**PROBLEM 1:**
Render the listing as a Markdown table with the columns Row and Line. Begin at the line that has "mounting canopy in" and stop after the last line of the listing, numbering each row and leaving out blank lines.
+++
Water Advisory Cmte 4-3-13
progressive zoning
Don’t shoot the messenger, but Mr. Crisan, you don’t represent the citizens of Elbert County — not even the ones who agree with you who attend your planning commission meetings. In our system of government, representation requires consent, and no citizen consented to your representation, let alone your admittedly progressive urge to put Elbert County at the forefront of litigation between Colorado counties and the State of Colorado over your conception of county rights.
My guess would be that the majority of Elbert County citizens don’t want you picking a fight with the State of Colorado over oil & gas or anything else for that matter. My guess would be that the majority of Elbert County citizens don’t even know you exist, let alone the fact that you’re out crusading on a progressive mission in their name.
The above excerpt can be seen in the original at http://youtu.be/1z-FlAGB2GY?t=1h56m29s
Oil & Gas Edit committee 4-2-13
Sometime prior to this meeting, Ric Morgan sent a copy of the draft Oil & Gas regulations to Jake Matter at the Attorney Generals office for his review. Jake Matter also represents the COGCC. Matter responded to Morgan’s email ex-officio with respect to his COGCC duties. Morgan shared this response with Carolyn Parkinson, who then distributed it to other Oil & Gas Edit Committee members. Matter’s analysis apparently raised the issue of an operational conflict with COGCC regulations on the issue of Elbert County banning open pits.
The edit committee struggled with this new information. Committee members Crisan and Corrado lobbied for the regulation to be written in an adversarial progressive direction, notwithstanding that the majority of edit committee members thought that litigation with the state would likely ensue from that approach. Environmentalists in the audience agreed with the adversarial approach. As Mr. Blotter put it, such an approach might deter him from going on the “attack.”
Carolyn Parkinson spoke to the duty of the edit committee to produce a regulatory document that the BOCC could sign with some assurance that doing so would not open the county to litigation. Several others experimented with language that would preserve a county disposition against open pits without putting in place an outright ban to trigger the operational conflict.
It would be interesting to see this letter from Jake Matter that caused so much kerfuffle in the meeting.
Taking a step back, what was notoriously under-represented on the edit committee, and absent in the environmentalist (all but one person) audience, was a non-presumptive attitude toward the whole business, grounded in objective science. For the majority in the room, conclusions have been made, future negative outcomes are beyond doubt, and the agenda reigns supreme.
dark times
Elections have consequences. Elbert County’s busy liberal-led bureaucracy has been writing up a blizzard of new regulatory laws to govern us good citizens. The liberals appointed by the Republican BOCC members you voted for last November got right on the problem brought to light by the Nyquist affair. But I hope you didn’t think that putting a couple of committed liberals onto the BOCC would bring the platitudes of accountability and transparency they preached into fruition. Those outcomes never had a prayer.
The first Nag to escape the barn is the Special District Regulation with its Addendum A and Addendum B. In the face of one dissenting vote last night, the Planning Commission voted to pass this turkey on to the BOCC – that group with a majority of elected politicians too spineless to actually defend a political position themselves – the group who prefer to hide their more controversial policies at arms length in subordinate off-line committees.
And why not? The strategy of avoiding all contact with controversial decision consequences has worked pretty well for President Obama. Provided you have policy prostitutes willing to lay down for you, why not indeed.
+++
**PROBLEM 2:**
Continue the commentary on Elbert County's oil and gas and special district regulations from the point where it stops.
+++
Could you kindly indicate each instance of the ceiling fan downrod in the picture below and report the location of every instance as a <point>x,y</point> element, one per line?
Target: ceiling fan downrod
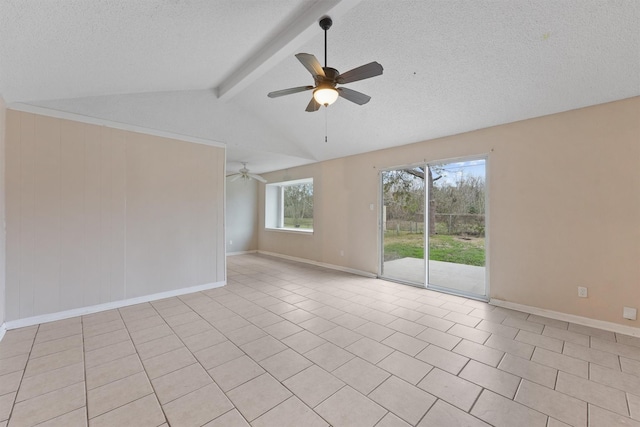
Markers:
<point>325,24</point>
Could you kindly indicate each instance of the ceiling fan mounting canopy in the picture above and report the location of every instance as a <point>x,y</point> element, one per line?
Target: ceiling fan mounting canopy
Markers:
<point>326,79</point>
+++
**RIGHT ANSWER 1:**
| Row | Line |
|---|---|
| 1 | Could you kindly indicate each instance of the ceiling fan mounting canopy in the picture above and report the location of every instance as a <point>x,y</point> element, one per line? |
| 2 | Target: ceiling fan mounting canopy |
| 3 | Markers: |
| 4 | <point>326,79</point> |

**RIGHT ANSWER 2:**
But on the other hand, why would anyone in their right mind risk their capital and time to engage this open ended process? This special district process has no definite time limit, no standards for evaluating a given project, no limits to which third parties can enjoin the process and prolong it, no bar to systemic political intervention in the regulatory scheme, no extent to which a government taking of that private capital and time must be tolerated, and the transparency mechanisms it does contain have no dispositive bearing on an outcome.
Voting stakeholders, the intended beneficiaries of a given special district, are both disenfranchised and fed a dose of inconsequential pablum to assuage their disempowerment at the hands of an anointed cadre’ of enlightened regulators.
In response to the imminent expiration of the County’s moratorium on special district approvals (put in place last January by the new liberal BOCC majority to frustrate the Town of Kiowa’s attempt to exit receivership through the sale of water to oil & gas interests), this new body of regulatory law provides a politically riskless mechanism for a permanent moratorium on all special district approvals, both new ones and modifications to existing special districts. Take that Mr. Nyquist. Touche’ Town of Kiowa.
To say the pendulum’s swung too far the opposite direction is an understatement – it’s gone crashing through the clockworks. And that’s not even the worst of it.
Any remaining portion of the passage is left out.